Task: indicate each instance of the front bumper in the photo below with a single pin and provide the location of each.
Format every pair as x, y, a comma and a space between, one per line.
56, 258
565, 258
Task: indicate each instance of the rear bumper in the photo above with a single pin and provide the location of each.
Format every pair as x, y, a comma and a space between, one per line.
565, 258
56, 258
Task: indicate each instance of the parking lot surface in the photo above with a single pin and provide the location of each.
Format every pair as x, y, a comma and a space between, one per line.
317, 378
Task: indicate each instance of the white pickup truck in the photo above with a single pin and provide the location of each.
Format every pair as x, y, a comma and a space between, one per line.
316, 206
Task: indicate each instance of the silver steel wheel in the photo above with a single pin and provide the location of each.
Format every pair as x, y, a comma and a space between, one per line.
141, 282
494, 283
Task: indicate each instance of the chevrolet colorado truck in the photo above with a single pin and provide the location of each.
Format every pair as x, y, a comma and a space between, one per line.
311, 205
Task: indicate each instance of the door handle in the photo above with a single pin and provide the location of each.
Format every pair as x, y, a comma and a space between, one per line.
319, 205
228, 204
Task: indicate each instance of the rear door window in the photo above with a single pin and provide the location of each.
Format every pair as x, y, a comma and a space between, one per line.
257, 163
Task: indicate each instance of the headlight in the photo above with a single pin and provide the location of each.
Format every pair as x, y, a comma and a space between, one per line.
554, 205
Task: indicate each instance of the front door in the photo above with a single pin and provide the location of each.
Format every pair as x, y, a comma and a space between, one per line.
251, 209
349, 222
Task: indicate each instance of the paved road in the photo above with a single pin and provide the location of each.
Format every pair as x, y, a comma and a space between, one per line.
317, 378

--

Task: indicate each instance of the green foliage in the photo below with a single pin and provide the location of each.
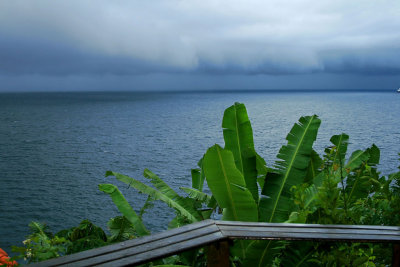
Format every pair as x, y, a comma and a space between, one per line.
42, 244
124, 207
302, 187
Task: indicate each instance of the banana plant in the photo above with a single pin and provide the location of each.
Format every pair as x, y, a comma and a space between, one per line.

[STATED PROBLEM] Please list every line of the records above that contains the word "door", treating uppercase and lowercase letters as different.

[RESPONSE]
Task: indicate each instance of the door handle in the photo above with a single pin and provide the location of each.
Task: indicate each instance of the rear door window in the photo above with a single pin and provide the location of each.
Task: indicate each instance of the front door in the photo above with a single pin and provide the location of each.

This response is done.